Vorliegender Text –
------------------------------------------------------------------------

Start-ups: Es ist wieder richtig was los in Berlin

Die deutsche Start-up-Hauptstadt steckt seit einigen Jahren in einer mittelschweren Sinnkrise. Wer in den frühen 2010er-Jahren in Deutschland ein Tech-Unternehmen gründen wollte, kam an der Hauptstadt nicht vorbei. Es ist nicht so, als seien in Berlin in den vergangenen Jahren keine spannenden Unternehmen herangewachsen. Aber andere Standorte haben in Sachen Neugründungen und Finanzierungsvolumina aufgeholt; München hat Berlin als wichtigsten deutschen Start-up-Markt gar überholt.

Berlin hatte sich über Jahre auf Konsumentenanwendungen spezialisiert, insbesondere im Onlinehandel. Es ging viel weniger um technische Durchbrüche oder bahnbrechende Ideen, sondern um die Perfektionierung schon bekannter Geschäftsmodelle und das, was Berliner Gründer als „operative Exzellenz“ beschreiben würden.

Investoren interessierten sich aber immer stärker für technisch hochkomplexe Lösungen, die sich eher an andere Unternehmen richten als an Endverbraucher. Die Kommerzialisierung Deutschlands exzellenter Grundlagenforschung geriet in den Fokus. Profitiert haben Städte wie Aachen, Dresden oder eben München mit technisch starken Hochschulen.

Neues Selbstbewusstsein durch KI-Anwendungen

Viele Stars der deutschen Start-up-Szene kamen in den vergangenen Jahren aus München, nicht aus Berlin: Das Raketen-Start-up Isar Aerospace zum Beispiel, der Drohnenentwickler Helsing, das Software-Start-up Celonis. Arg am Berliner Selbstverständnis kratzte auch das weitgehende Scheitern schneller Supermarktlieferdienste wie Gorillas, die mit Investorengeldern vollgepumpt rasant wuchsen, nach dem Ende der Corona-Pandemie aber teils ebenso rasant wieder zusammenbrachen.

------------------------------------------------------------------------

Bereitgestelltes Material –
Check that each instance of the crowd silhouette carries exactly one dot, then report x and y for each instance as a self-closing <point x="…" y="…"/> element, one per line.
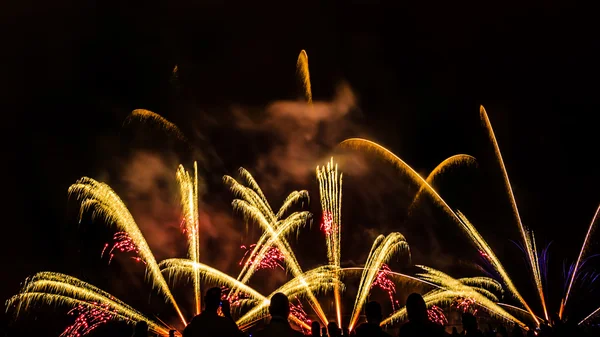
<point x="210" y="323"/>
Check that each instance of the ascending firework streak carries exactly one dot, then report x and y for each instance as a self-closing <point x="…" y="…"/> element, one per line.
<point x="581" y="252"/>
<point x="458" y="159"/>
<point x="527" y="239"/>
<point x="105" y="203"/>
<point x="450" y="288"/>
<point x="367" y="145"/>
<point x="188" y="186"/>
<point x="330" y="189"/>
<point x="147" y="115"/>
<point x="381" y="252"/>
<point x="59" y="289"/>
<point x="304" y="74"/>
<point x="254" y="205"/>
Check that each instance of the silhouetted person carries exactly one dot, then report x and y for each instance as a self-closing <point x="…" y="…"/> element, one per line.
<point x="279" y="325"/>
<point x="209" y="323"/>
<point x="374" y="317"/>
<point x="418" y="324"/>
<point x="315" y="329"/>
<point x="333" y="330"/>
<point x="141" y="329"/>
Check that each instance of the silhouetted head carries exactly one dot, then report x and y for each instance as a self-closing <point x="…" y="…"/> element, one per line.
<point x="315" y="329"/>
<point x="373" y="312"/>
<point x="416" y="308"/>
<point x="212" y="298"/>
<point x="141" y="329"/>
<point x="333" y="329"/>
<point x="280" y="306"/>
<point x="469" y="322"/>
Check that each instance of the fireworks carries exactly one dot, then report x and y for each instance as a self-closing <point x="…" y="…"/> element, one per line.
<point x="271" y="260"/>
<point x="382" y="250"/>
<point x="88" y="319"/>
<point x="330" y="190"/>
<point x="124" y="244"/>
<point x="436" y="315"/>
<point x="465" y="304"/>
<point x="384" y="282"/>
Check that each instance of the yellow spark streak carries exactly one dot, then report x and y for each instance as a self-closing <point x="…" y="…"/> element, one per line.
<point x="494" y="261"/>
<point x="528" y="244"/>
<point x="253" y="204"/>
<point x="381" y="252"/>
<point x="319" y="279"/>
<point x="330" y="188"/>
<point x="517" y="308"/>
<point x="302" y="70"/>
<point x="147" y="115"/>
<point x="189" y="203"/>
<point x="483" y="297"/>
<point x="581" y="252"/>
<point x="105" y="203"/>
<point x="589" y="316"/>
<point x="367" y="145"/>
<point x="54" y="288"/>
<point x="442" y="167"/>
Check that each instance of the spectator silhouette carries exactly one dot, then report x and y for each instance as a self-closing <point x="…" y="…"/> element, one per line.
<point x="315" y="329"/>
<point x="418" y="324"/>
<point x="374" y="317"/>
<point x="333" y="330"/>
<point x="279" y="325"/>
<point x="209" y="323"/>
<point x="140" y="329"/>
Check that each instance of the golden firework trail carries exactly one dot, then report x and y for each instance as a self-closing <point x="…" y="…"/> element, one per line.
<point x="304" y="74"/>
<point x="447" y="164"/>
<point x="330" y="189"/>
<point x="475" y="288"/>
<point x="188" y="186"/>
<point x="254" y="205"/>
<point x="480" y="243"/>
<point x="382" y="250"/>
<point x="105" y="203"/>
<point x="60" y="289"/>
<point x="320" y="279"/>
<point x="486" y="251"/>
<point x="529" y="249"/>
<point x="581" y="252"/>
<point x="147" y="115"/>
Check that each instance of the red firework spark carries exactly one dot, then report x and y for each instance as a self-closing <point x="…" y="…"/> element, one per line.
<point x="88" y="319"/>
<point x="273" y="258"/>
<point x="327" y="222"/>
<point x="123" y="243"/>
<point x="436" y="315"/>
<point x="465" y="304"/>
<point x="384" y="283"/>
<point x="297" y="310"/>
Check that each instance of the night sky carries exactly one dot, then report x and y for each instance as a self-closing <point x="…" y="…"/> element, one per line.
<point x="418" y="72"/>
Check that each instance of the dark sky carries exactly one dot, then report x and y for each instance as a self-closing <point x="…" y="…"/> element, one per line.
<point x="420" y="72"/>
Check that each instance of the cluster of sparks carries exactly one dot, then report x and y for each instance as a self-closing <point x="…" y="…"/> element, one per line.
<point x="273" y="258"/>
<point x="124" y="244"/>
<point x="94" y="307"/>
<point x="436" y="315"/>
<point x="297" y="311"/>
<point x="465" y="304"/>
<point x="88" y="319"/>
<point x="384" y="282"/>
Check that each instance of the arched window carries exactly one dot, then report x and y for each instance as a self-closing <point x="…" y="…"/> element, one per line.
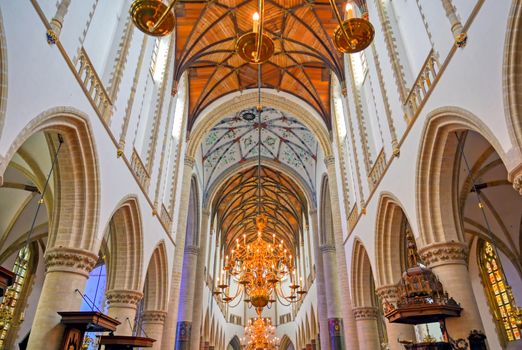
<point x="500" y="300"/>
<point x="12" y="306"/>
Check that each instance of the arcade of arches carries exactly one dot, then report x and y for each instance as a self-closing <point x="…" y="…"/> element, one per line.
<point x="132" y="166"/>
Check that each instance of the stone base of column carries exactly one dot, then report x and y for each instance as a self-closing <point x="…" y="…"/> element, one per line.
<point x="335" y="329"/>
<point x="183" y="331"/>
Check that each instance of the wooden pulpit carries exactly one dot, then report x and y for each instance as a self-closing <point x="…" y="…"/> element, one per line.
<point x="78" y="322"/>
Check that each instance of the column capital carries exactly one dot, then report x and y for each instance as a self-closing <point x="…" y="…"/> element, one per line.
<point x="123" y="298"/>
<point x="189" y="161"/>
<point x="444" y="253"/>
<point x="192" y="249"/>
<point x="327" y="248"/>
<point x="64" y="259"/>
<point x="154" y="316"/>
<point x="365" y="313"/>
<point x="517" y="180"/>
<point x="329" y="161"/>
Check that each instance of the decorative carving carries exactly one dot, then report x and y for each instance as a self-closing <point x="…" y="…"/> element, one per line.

------------------------------------------------------------------------

Aufgaben bearbeiten –
**A.** Fassen Sie im Text über die Berliner Start-up-Szene den Absatz, der mit „Berlin hatte sich über Jahre“ beginnt, als kurze Liste mit seinen wichtigsten Aussagen zusammen.
**B.** Bitte schreiben Sie den Text über die Berliner Start-up-Szene im Anschluss an seinen letzten Satz weiter.
Das Material stammt aus einer anderen Quelle als der Text über die Berliner Start-up-Szene.

Lösungen –
**A.**
- Berlin spezialisierte sich über Jahre auf Konsumentenanwendungen, vor allem im Onlinehandel.
- Technische Durchbrüche oder bahnbrechende Ideen standen weniger im Vordergrund.
- Im Mittelpunkt standen die Perfektionierung bekannter Geschäftsmodelle und „operative Exzellenz“.

**B.**
Doch in den vergangenen Monaten ist in der Berliner Start-up-Szene ein neues Selbstbewusstsein zu spüren. Das hängt vor allem mit dem Markttrend zu Anwendungen basierend auf Künstlicher Intelligenz (KI) zusammen. In der Welt der KI-Anwendungen kommen Berlin seine alten Gründertugenden wieder zugute: Das Rad neu erfinden muss man nicht, aber schnellstmöglich hocheffiziente Organisationen aufbauen und skalieren. Mit Unternehmen wie n8n, Parloa, Langdock, Peec AI oder Langfuse entsteht gerade eine neue, hochambitionierte Berliner KI-Gründergeneration. Sie sind sehr früh in ihrer Entwicklung und müssen ihren langfristigen Erfolg noch unter Beweis stellen. Aber es ist wieder richtig was los in Start-up-Berlin – schaden kann das nicht.